* _To do_
Convert the items below into a single numbered list with one line per entry, omitting any blank lines. Leave the pictures out of the answer.

* _The records_
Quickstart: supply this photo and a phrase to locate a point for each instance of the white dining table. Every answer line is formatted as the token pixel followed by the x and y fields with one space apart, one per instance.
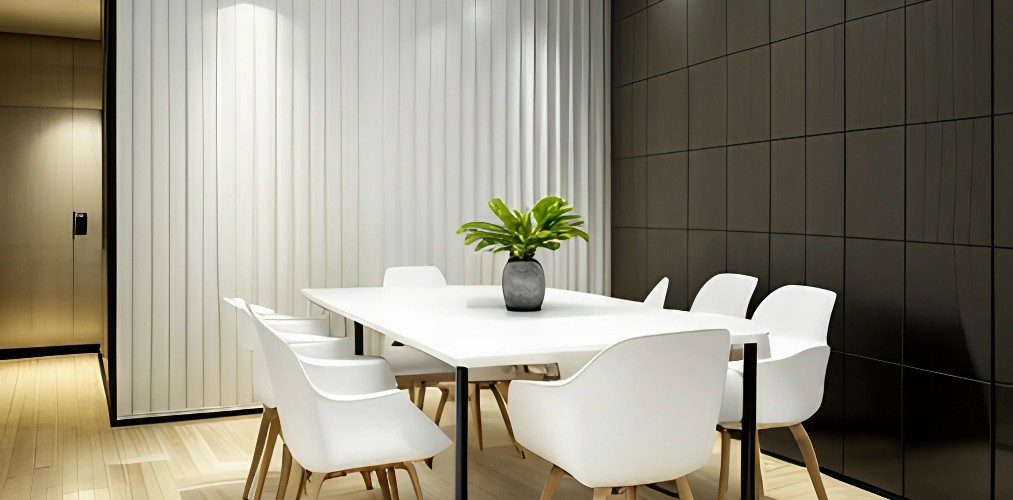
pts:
pixel 469 327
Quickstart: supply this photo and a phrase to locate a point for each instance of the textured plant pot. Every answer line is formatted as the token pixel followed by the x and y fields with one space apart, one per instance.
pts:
pixel 524 285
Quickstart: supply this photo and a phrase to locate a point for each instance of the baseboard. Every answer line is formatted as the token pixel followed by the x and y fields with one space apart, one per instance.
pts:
pixel 182 417
pixel 49 350
pixel 841 477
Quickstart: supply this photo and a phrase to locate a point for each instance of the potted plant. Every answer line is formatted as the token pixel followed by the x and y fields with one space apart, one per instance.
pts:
pixel 546 225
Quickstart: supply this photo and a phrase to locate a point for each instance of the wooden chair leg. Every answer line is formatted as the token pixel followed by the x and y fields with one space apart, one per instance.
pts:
pixel 551 483
pixel 384 485
pixel 274 428
pixel 261 436
pixel 809 455
pixel 283 480
pixel 420 397
pixel 630 493
pixel 415 484
pixel 367 480
pixel 474 392
pixel 722 481
pixel 313 484
pixel 683 485
pixel 392 479
pixel 444 396
pixel 501 401
pixel 759 464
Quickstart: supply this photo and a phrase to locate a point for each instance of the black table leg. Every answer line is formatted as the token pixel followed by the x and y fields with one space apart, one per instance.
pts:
pixel 461 443
pixel 749 421
pixel 359 338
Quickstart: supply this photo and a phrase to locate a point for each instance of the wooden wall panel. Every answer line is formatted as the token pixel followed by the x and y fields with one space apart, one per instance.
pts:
pixel 267 146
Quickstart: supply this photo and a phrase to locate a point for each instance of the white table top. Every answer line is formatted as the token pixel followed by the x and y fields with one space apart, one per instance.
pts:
pixel 468 325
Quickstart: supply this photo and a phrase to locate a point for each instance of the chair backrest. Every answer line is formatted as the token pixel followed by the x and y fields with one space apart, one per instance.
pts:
pixel 651 423
pixel 797 317
pixel 656 297
pixel 421 275
pixel 725 294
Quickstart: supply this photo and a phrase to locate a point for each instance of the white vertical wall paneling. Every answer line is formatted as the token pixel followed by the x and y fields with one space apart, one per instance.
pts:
pixel 271 145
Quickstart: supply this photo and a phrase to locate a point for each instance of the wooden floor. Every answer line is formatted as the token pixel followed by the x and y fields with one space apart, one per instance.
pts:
pixel 56 442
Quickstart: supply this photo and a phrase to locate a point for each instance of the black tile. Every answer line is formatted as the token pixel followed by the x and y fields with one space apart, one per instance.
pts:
pixel 748 23
pixel 706 29
pixel 825 269
pixel 631 119
pixel 873 309
pixel 874 201
pixel 668 116
pixel 825 184
pixel 874 83
pixel 858 8
pixel 667 257
pixel 1004 440
pixel 707 188
pixel 825 80
pixel 749 187
pixel 708 98
pixel 787 88
pixel 948 60
pixel 667 190
pixel 948 309
pixel 787 260
pixel 787 186
pixel 706 258
pixel 749 95
pixel 873 422
pixel 787 18
pixel 629 257
pixel 629 190
pixel 1003 182
pixel 820 13
pixel 667 35
pixel 1002 19
pixel 749 253
pixel 949 182
pixel 947 427
pixel 1004 315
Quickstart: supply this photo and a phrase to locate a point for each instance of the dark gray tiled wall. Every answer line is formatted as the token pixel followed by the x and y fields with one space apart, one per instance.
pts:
pixel 861 146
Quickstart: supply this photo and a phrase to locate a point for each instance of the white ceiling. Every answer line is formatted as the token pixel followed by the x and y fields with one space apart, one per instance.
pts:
pixel 74 18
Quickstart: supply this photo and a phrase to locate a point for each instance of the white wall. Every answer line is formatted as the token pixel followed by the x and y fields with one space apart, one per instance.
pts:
pixel 269 146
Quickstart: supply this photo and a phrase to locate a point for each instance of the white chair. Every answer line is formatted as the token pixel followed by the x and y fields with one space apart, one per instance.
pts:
pixel 310 336
pixel 610 426
pixel 362 423
pixel 725 294
pixel 790 383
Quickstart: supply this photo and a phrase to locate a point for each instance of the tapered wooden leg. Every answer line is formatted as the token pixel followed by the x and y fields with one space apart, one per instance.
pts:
pixel 722 481
pixel 474 393
pixel 444 396
pixel 420 397
pixel 809 455
pixel 384 485
pixel 502 410
pixel 261 436
pixel 551 483
pixel 367 480
pixel 415 484
pixel 683 485
pixel 630 493
pixel 392 479
pixel 283 480
pixel 313 484
pixel 274 427
pixel 759 465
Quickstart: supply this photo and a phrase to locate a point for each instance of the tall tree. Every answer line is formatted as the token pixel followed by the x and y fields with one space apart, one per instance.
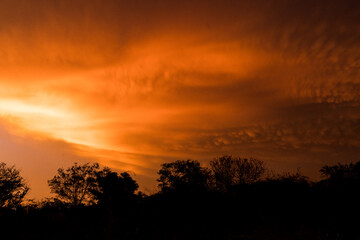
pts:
pixel 115 190
pixel 12 186
pixel 76 184
pixel 230 171
pixel 183 175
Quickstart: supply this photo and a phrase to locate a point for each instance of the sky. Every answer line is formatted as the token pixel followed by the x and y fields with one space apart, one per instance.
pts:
pixel 134 84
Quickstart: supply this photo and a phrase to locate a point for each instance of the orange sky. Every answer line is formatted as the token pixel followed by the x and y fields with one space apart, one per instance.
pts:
pixel 132 84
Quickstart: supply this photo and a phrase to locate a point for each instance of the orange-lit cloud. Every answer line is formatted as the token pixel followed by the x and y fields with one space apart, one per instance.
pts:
pixel 133 84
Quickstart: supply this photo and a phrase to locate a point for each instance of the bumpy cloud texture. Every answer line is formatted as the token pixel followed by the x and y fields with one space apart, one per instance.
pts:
pixel 135 83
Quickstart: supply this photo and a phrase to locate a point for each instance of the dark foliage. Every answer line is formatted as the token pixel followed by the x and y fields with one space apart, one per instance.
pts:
pixel 191 205
pixel 12 187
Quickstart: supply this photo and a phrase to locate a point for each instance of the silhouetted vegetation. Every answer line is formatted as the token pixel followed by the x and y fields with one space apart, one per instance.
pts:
pixel 12 187
pixel 235 198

* _Full response_
1. Quickstart: supply this photo and a phrase to locate a point for each instance of the white dining table. Every answer line is formatted as the token pixel followed by the x and y fields with one space apart, one per instance.
2. pts:
3. pixel 469 327
4. Quickstart: supply this photo and a phrase to locate a point for each instance of the textured plant pot. Every answer line is formatted as the token pixel followed by the x and y fields with one space apart, one per instance.
5. pts:
6. pixel 524 285
7. Quickstart: supply this photo and a phrase to locate a point for each instance of the baseboard. Every answer line is formatted as the token pixel followed by the x and y fields with one space apart, one per instance.
8. pts:
9. pixel 182 417
10. pixel 49 350
11. pixel 841 477
12. Quickstart: supply this photo and a phrase to locate a point for each instance of the potted plant. Every answer line is formatted as the token pixel followed by the x and y fields with one space apart, one per instance.
13. pts:
14. pixel 546 225
15. Quickstart: supply this photo and a phrase to locate a point for each instance of the wooden chair leg. Every answer line is formatted as the token pixel followed by the x and y fields with one space apart, one per instance.
16. pts:
17. pixel 551 483
18. pixel 384 485
19. pixel 274 428
20. pixel 261 436
21. pixel 809 455
22. pixel 283 480
23. pixel 420 397
24. pixel 630 493
25. pixel 415 484
26. pixel 367 480
27. pixel 474 392
28. pixel 722 481
29. pixel 313 484
30. pixel 683 485
31. pixel 392 479
32. pixel 444 396
33. pixel 501 401
34. pixel 759 464
35. Quickstart: supply this photo and a phrase to locate a point for each instance of the black table leg. Every answer line is formatted as the token pixel followed by the x and y fields with one space apart, one per instance.
36. pts:
37. pixel 461 443
38. pixel 749 421
39. pixel 359 338
40. Quickstart: supply this photo and a phrase to locate a point for each instance of the wooden wall panel. Every answer line is formatted as the token pixel followed by the x and y fields with one space apart, one per instance.
41. pts:
42. pixel 267 146
43. Quickstart: supply this photo and a phrase to locate a point for each instance of the white table top. Every answer line is formatted as the token pixel followed by the x and y fields with one space apart, one per instance.
44. pts:
45. pixel 468 325
46. Quickstart: supply this photo and a phrase to locate a point for each instance of the chair backrest. Every answer line is formatted as the token pixel followed by the x and y fields with one space apart, one per instance.
47. pts:
48. pixel 651 423
49. pixel 797 317
50. pixel 656 297
51. pixel 421 275
52. pixel 725 294
53. Quickstart: supply this photo and a phrase to locate a point for each instance of the white vertical wall paneling. Every answer line is formatted as the token pixel followed by the x and y fields with one space apart, one per instance.
54. pts:
55. pixel 271 145
56. Quickstart: supply this photo and a phrase to locate a point for each instance of the wooden floor. Every answer line is formatted as the token pixel followed by the x and y fields with one space apart, one per instance.
57. pts:
58. pixel 56 442
59. Quickstart: supply this photo and a phrase to locate a point for each instance of the black tile. Every answer line is formatted as the token pixel followed by the x and y fields with one space apart, one per instance.
60. pts:
61. pixel 748 23
62. pixel 706 29
63. pixel 825 269
64. pixel 631 119
65. pixel 873 309
66. pixel 874 201
67. pixel 668 116
68. pixel 825 184
69. pixel 874 83
70. pixel 858 8
71. pixel 667 257
72. pixel 1004 440
73. pixel 707 188
74. pixel 825 80
75. pixel 749 187
76. pixel 708 98
77. pixel 787 88
78. pixel 948 60
79. pixel 667 190
80. pixel 948 309
81. pixel 787 260
82. pixel 787 186
83. pixel 706 258
84. pixel 749 95
85. pixel 873 422
86. pixel 787 18
87. pixel 629 257
88. pixel 629 190
89. pixel 1003 182
90. pixel 820 13
91. pixel 667 35
92. pixel 1002 19
93. pixel 749 253
94. pixel 949 182
95. pixel 947 427
96. pixel 1004 315
97. Quickstart: supply this photo and a phrase to locate a point for each instance of the dark gray tiled wall. Every answer line is formatted as the token pixel followed by the x and y fields with one space apart, one per instance.
98. pts:
99. pixel 861 146
100. Quickstart: supply this photo and a phrase to locate a point for each instance of the white ceiling. Every answer line is formatted as the token pixel followed by the x and y fields with one space apart, one per instance.
101. pts:
102. pixel 74 18
103. Quickstart: supply this photo and a phrase to locate a point for each instance of the white wall. Every answer line is formatted as the token pixel followed by the x and y fields with one space apart, one per instance.
104. pts:
105. pixel 269 146
106. Quickstart: supply this photo and a phrase to locate a point for each instance of the white chair. Every answer line is formatted as the token pixel followed by the x and y fields with one space apart, one per instance.
107. pts:
108. pixel 310 336
109. pixel 610 426
110. pixel 362 423
111. pixel 725 294
112. pixel 790 383
113. Quickstart: supply this photo and a phrase to locate a point for each instance of the tapered wooden leg. Every answer line is formatted as the token pixel followed by the x and y fields with one space apart, one per instance.
114. pts:
115. pixel 722 481
116. pixel 474 393
117. pixel 444 396
118. pixel 420 397
119. pixel 809 455
120. pixel 384 485
121. pixel 502 410
122. pixel 261 436
123. pixel 551 483
124. pixel 367 480
125. pixel 415 484
126. pixel 683 485
127. pixel 630 493
128. pixel 392 479
129. pixel 283 480
130. pixel 313 484
131. pixel 274 427
132. pixel 759 465
133. Quickstart: supply this photo and a phrase to locate a point for each instance of the tall tree. Every answer line is formatted as the token pixel followed by the x and y fields with one space apart, one per instance.
134. pts:
135. pixel 115 190
136. pixel 12 186
137. pixel 76 184
138. pixel 230 171
139. pixel 183 175
140. Quickstart: supply this photo and a phrase to locate a point for each instance of the sky. Every answer line is formatted as the token pixel followed by the x and y fields with one space apart, one per instance.
141. pts:
142. pixel 134 84
143. Quickstart: supply this photo and a phrase to locate a point for each instance of the orange sky. Every answer line is formatted as the token pixel followed by the x and y fields with one space apart, one per instance.
144. pts:
145. pixel 132 84
146. Quickstart: supply this photo and a phrase to locate a point for each instance of the orange-lit cloud. Every answer line is formatted as the token pixel followed by the x and y fields with one space apart, one per instance.
147. pts:
148. pixel 133 84
149. Quickstart: supply this photo and a phrase to locate a point for each instance of the bumpy cloud texture. Every answer line is formatted as the token pixel followed by the x and y fields with one space apart, one per instance.
150. pts:
151. pixel 135 83
152. Quickstart: supply this photo and a phrase to locate a point for each instance of the dark foliage. Every answer line is formatted as the token pixel followed by the x and y fields with one space apart, one per instance.
153. pts:
154. pixel 191 205
155. pixel 12 187
156. Quickstart: supply this photo and a phrase to locate a point for each instance of the silhouetted vegetation. Every answer line is formatted as the token pixel followed by the x and y fields with one space apart, one per instance.
157. pts:
158. pixel 12 187
159. pixel 235 198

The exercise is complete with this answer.